Records supplied.
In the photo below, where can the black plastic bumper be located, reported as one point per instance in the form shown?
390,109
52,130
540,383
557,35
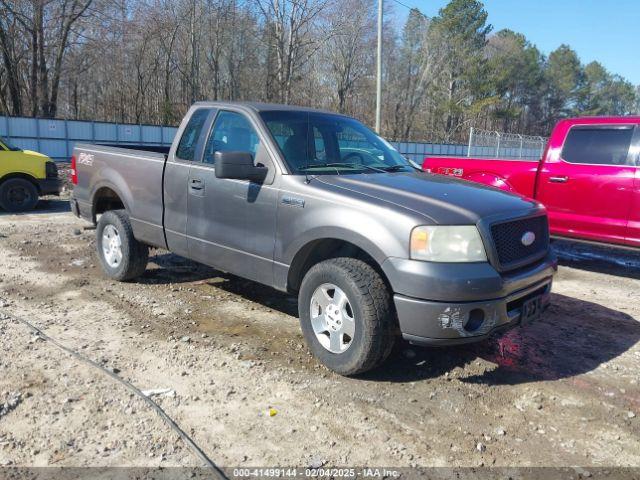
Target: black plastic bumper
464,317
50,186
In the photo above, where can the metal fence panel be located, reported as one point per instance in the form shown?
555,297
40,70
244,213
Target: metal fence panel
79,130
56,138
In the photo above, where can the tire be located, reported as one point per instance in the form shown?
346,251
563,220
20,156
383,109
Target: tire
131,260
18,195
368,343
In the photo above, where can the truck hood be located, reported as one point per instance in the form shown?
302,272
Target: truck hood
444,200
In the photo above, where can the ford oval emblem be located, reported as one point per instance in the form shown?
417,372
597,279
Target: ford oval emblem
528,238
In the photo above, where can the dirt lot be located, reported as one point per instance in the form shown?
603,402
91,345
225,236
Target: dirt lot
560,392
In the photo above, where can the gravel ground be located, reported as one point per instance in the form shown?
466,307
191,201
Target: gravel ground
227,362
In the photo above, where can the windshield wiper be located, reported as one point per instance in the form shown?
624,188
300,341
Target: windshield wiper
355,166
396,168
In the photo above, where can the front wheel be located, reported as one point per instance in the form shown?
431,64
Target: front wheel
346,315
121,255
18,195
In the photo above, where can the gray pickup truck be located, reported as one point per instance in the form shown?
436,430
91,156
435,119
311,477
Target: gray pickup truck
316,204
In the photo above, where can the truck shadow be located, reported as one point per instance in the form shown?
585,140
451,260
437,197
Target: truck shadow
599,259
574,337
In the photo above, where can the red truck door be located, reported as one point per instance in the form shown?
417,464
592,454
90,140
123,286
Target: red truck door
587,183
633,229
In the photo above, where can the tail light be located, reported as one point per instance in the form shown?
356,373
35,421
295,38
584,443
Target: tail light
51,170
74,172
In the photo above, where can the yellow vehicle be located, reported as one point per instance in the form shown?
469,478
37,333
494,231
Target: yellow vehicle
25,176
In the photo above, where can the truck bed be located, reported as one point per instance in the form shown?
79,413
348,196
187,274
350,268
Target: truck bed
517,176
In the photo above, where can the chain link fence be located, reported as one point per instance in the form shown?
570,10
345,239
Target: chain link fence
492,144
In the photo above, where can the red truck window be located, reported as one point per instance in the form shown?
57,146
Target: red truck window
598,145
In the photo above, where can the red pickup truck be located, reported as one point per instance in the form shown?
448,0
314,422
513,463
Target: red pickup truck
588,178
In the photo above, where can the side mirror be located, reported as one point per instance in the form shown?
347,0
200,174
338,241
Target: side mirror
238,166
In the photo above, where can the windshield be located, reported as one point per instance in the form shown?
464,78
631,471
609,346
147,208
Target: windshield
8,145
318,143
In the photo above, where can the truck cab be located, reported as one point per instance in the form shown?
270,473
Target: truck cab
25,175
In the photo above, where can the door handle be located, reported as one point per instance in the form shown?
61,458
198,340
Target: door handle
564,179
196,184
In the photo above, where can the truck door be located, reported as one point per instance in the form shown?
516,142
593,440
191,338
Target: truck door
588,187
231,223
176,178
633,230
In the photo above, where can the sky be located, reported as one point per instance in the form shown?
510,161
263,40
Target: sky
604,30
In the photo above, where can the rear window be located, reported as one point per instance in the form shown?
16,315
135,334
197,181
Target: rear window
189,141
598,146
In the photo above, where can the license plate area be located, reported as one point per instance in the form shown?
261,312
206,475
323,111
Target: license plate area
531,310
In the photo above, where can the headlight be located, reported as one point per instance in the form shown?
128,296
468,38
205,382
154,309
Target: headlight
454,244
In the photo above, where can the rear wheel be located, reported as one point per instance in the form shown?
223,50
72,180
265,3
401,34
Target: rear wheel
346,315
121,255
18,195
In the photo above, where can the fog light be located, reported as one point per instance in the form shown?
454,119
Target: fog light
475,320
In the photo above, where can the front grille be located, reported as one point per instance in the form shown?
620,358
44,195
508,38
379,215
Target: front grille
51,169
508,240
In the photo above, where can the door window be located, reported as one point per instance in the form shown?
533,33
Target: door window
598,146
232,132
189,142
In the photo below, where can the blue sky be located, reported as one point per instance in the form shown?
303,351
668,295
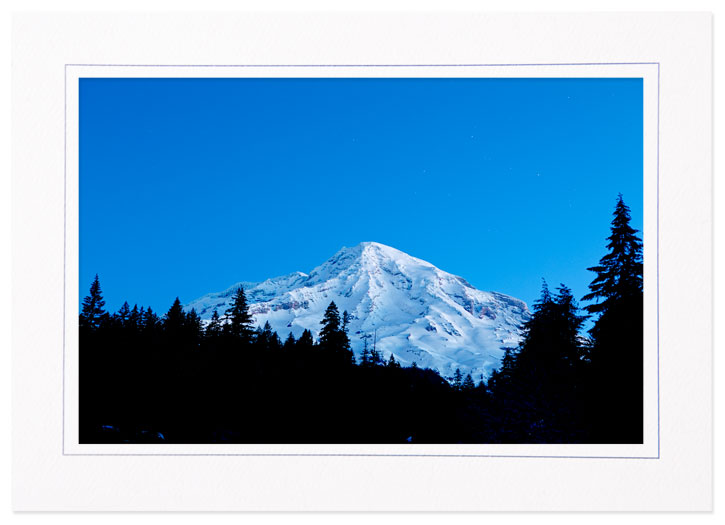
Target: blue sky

Aim of the task.
Make a word-for-word copy of the entries, without any pictures.

Answer to the exercise.
In the photo below, where can the black plastic bumper be located, reported as one point per instance in the form shown?
390,109
52,130
540,383
557,35
Target: black plastic bumper
464,317
50,186
In the photo above, where can the metal fence panel be located, reported as one point per instance in the form shown?
555,297
40,70
244,213
Target: metal fence panel
79,130
56,138
In the photo above, where can the tire be located, reported as one point per instance in the form shown?
346,251
563,220
20,156
383,109
Target: tire
131,260
18,195
368,343
In the photo above, where can the truck hood be located, reported as one point per instance in the form shown?
302,272
Target: truck hood
444,200
In the photo above, where can the ford oval emblem be located, reported as one point per instance in the form shown?
417,372
597,279
Target: ford oval emblem
528,238
In the photo above, where can the dirt lot be located, reported as one point per instance in the form shown?
603,402
91,345
225,236
Target: dirt lot
560,392
In the photo above, where can the gravel ground be located, reported as one point per instance in the form shown?
466,307
191,201
Target: gravel ground
227,362
In the photo above, where can the windshield wiper be located, reported as one point per instance in the form shown?
624,188
300,341
Target: windshield wiper
355,166
396,168
In the photo above, where can the front wheel be located, reported as one point per instance in the form shown?
431,64
Target: front wheel
346,315
121,255
18,195
In the photo above, where can the gray pickup truck be located, reported as one point per instance in the form shown?
436,430
91,156
435,119
311,477
Target: gray pickup truck
316,204
In the photo above, where can the truck shadow be located, reported as one point per instance in the form shown?
585,140
451,260
437,197
Target: truck shadow
599,259
574,337
In the photo above, where can the red truck door be located, reported as one point per instance in the form shown?
417,464
592,454
90,140
123,286
Target: red truck door
587,183
633,229
In the photo above, where can the tail light be located, reported as one point per instance in the form shown?
356,373
35,421
295,38
584,443
Target: tail light
51,170
74,172
In the photo above, where can the yellow vehicle be located, reported as one point per instance in the form shown?
469,478
37,333
494,231
Target: yellow vehicle
25,176
In the photo above, where can the truck bed be located, reported as one point per instance in the form shown?
79,413
348,196
187,274
350,268
Target: truck bed
517,176
In the photo above, where can the chain link fence be located, reported as one point per instance in the form shown?
570,10
345,239
Target: chain link fence
492,144
In the photo above, where can the red truck window be located, reported as one point per instance in the form shown?
57,146
Target: red truck window
598,145
In the photo above, where can the red pickup truck be located, reported as one point per instance in the form shown?
448,0
314,422
513,463
Target: red pickup truck
588,178
In the photo above, where can the side mirror be located, reported as one point per instance in the form shown?
347,0
200,174
338,241
Target: side mirror
238,166
In the photo above, where can the windshield be located, reported as one point per instance in the form shown?
464,78
631,471
609,346
147,208
Target: windshield
8,145
318,143
In the photo above, where can the truck cab be located, reported as one point per instance in the form shown?
270,473
Target: truck cab
25,175
In the photo above, where can the door handle be located, reported as one point per instance in the form shown?
61,458
198,340
Target: door handle
564,179
196,184
In the photo above, where can the truck door be located, reported as one point per instance in the form shown?
516,142
593,440
191,338
Target: truck door
588,187
231,223
176,178
633,230
In the photo above, where can the sky be located, reported as one point per instance in the form shown?
510,161
263,40
Target: sky
604,30
In the photo above, where can the rear window be located, reported as one point per instance in the form shown?
16,315
135,334
197,181
Target: rear window
189,141
598,146
In the photo above, where can the license plate area be located, reported as one point per instance in the form shown?
261,312
206,475
323,111
Target: license plate area
531,310
In the photo above, where can the headlight be located, reported as one point per instance in the form shown?
128,296
468,38
205,382
154,309
Target: headlight
454,244
In the photo above, where can the rear wheel be located, reported as one point per instance in the form shown?
223,50
72,180
265,3
401,34
Target: rear wheel
346,315
121,255
18,195
In the photo above, where can the fog light be located, reported as one point per instance in the form shown?
454,119
Target: fog light
475,320
In the photo above, where can the front grille be located, reported as one point per instance in the form shown?
620,358
44,195
508,38
379,215
Target: front grille
51,169
508,240
In the photo above, where can the door window be located, reported as one point per instance in the form shown?
533,33
Target: door window
598,146
232,132
189,142
In the photo below, where can the blue sky be located, reported as one point per instance in the form shown?
303,351
668,295
Target: blue sky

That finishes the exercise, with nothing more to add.